◆ **Attività da svolgere**:
(1) Rispondi a queste domande sul testo sulla colposcopia:
(a) Quanti nuovi casi di tumore alla cervice uterina sono stati stimati in Italia nel 2020?
(b) Quanto dura l'esame?
(c) Quali due sostanze vengono applicate a livello cervicale?
(2) Per ciascuna affermazione indica se concorda con il testo sulla colposcopia. Rispondi sì o no e cita le parole decisive del testo.
(a) La colposcopia richiede l'anestesia.
(b) L'esame si può eseguire durante la gravidanza.
(c) Dopo la biopsia si consiglia di evitare i tamponi vaginali per circa un mese.
(3) Fornisci il seguito del testo sulla colposcopia, cominciando dopo la sua ultima frase.

◆ **Testo da leggere**:
- - -

Secondo i numeri forniti dal Ministero della Salute, in Italia, sono stati stimati nel 2020 circa 2.400 nuovi casi di tumore alla cervice uterina, pari all’1,3% di tutti i tumori incidenti nelle donne. La probabilità di guarire dopo una diagnosi di tumore del collo dell’utero, sempre in Italia è pari a circa il 64%. E sempre nel Belpaese sono circa 51.000 le persone con pregressa diagnosi di tumore della cervice uterina. Uno strumento di prevenzione e di lettura dello stato di salute del collo dell’utero e della vagina è la colposcopia. «Si tratta di un esame diagnostico di secondo livello che ha la finalità di effettuare una diagnosi precoce del tumore della cervice uterina. Viene eseguito da noi in regime ambulatoriale e ci permette la visione ingrandita tramite uno strumento chiamato colposcopio, della vulva, vagina e cervice uterina», spiega il dottore Stefano Esposito e direttore sanitario del Poliambulatorio Cpv di Loreto, struttura sanitaria di riferimento sul territorio, dove è possibile eseguire visite specialistiche in diversi settori e indagini radiologiche. L’esame è indicato in caso di esito positivo dell’infezione di Hpv (Papilloma virus), oppure quando il Pap test risulta anormale e, infine, nel caso in cui ci sia un riscontro, in visita ginecologica, di un’alterazione della cervice.
Direttore Esposito, come funziona questo esame?
«L’esame è indolore, non è invasivo, e non richiede anestesia. Inoltre, può essere eseguito anche in gravidanza e ha una durata di circa 10 minuti».
Prima di sottoporsi al test quali gli step nel dettaglio?
«La colposcopia prevede, dopo aver applicato lo speculum, una prima osservazione diretta del collo dell’utero. L’esame prosegue con l’applicazione, a livello cervicale di due sostanze, l’acido acetico al 3% e la soluzione iodio-iodurata di Lugol ( test di Schiller), che permettono di evidenziare eventuali lesioni. Qualora ci fosse un’area sospetta, è possibile eseguire una biopsia cervicale mirata, che verrà poi esaminata all’esame istologico. In questo caso, si consiglia l’astinenza dai rapporti, di evitare bagni in vasca e l’uso di tamponi vaginali, per circa una settimana. Questo per ottenere una corretta guarigione della cervice uterina».

- - -

◆ **Dati archiviati**:
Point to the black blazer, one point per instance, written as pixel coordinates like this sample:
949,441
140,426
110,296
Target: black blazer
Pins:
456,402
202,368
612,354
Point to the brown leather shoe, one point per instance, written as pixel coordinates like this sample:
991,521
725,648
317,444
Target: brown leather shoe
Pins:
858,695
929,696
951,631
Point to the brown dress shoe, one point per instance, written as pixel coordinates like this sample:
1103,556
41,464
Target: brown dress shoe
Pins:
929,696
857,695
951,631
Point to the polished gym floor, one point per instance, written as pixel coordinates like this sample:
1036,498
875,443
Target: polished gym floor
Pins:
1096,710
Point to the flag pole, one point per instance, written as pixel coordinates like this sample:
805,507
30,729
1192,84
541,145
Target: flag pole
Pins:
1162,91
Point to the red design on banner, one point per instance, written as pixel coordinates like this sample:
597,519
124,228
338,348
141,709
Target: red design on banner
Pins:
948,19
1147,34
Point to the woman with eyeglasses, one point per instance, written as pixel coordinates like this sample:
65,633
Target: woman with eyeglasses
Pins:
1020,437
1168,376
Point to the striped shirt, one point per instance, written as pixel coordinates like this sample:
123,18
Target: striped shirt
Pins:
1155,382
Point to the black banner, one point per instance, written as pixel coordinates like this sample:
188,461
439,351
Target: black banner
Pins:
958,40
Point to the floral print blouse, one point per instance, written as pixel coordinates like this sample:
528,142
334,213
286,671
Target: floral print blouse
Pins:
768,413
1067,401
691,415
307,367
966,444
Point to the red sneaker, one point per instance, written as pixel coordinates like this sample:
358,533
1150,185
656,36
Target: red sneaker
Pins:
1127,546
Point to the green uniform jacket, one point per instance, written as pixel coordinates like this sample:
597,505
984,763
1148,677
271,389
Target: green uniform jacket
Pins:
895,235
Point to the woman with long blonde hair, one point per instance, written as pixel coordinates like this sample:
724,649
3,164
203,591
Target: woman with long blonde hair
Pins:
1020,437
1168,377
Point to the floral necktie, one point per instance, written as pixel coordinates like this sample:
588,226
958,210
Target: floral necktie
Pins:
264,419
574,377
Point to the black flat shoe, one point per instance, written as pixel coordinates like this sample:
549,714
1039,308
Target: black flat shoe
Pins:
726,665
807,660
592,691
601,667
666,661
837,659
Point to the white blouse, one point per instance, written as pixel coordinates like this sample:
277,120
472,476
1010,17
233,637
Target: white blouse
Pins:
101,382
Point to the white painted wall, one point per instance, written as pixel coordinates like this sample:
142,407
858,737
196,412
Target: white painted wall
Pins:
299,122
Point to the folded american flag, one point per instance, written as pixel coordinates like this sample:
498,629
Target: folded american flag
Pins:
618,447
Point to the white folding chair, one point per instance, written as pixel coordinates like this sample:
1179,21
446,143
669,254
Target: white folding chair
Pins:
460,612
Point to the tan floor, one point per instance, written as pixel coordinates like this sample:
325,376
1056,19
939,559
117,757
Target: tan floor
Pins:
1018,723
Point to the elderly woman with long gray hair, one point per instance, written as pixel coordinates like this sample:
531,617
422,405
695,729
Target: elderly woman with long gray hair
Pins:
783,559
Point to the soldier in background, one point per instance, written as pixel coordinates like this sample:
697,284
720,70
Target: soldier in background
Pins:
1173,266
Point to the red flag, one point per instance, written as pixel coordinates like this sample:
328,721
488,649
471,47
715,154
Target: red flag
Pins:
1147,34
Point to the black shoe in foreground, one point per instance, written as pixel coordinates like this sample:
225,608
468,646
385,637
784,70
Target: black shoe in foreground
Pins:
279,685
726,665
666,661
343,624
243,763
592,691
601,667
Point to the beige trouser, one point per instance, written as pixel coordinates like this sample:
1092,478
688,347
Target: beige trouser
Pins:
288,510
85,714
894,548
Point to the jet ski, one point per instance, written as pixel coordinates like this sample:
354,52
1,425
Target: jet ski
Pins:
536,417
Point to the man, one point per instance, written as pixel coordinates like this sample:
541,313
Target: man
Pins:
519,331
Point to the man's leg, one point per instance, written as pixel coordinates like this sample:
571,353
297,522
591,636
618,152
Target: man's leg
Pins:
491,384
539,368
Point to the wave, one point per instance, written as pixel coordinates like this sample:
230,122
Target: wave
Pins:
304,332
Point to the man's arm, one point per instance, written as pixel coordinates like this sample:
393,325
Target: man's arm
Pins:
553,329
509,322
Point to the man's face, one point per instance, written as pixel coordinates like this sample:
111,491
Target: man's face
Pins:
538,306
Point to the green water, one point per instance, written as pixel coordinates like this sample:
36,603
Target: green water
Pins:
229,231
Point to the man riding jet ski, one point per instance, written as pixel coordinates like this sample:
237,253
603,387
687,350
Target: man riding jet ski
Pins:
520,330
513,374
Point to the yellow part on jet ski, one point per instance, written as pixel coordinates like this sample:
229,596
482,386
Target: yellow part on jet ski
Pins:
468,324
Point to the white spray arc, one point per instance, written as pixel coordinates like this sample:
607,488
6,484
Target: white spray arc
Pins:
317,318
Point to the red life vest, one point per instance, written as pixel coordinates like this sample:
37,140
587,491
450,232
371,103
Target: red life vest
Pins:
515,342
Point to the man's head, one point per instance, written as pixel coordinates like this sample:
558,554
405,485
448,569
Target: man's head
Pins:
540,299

- - -

◆ **Risposte alle attività**:
(1)
(a) Circa 2.400.
(b) Circa 10 minuti.
(c) L'acido acetico al 3% e la soluzione iodio-iodurata di Lugol.

(2)
(a) No: "non richiede anestesia".
(b) Sì: "può essere eseguito anche in gravidanza".
(c) No: "si consiglia l’astinenza dai rapporti, di evitare bagni in vasca e l’uso di tamponi vaginali, per circa una settimana".

(3)
Qualora il prelievo debba essere eseguito all’interno del canale endocervicale, verrà invece effettuato un “curettage endocervicale”, che richiede alcuni secondi e può determinare la comparsa di leggeri crampi addominali durante la sua esecuzione. Tale procedura non può essere eseguita in gravidanza.
Quali, invece, le condizioni che possono ostacolare il test?
«Di sicuro la presenza di un’infiammazione…e poi il sanguinamento, l’atrofia e un tessuto cicatriziale. È consigliabile non utilizzare tamponi, lavande, ovuli e creme vaginali e astenersi dai rapporti nelle 48 ore precedenti all’esecuzione di tale procedura».
L’esame deve essere condotto in assenza di perdite ematiche: la fase migliore è, dunque, nei primi 12 giorni del ciclo mestruale.
Ci possono essere delle complicanze una volta eseguito l’esame?
«Le complicanze legate alla procedura sono molto rare. In alcuni casi, comunque sia, si può manifestare un sanguinamento vaginale importante, febbre, dolore addominale oppure secrezioni vaginali abbondanti e maleodoranti. Possono essere notate, inoltre, delle piccole perdite ematiche nei giorni successivi alla procedura».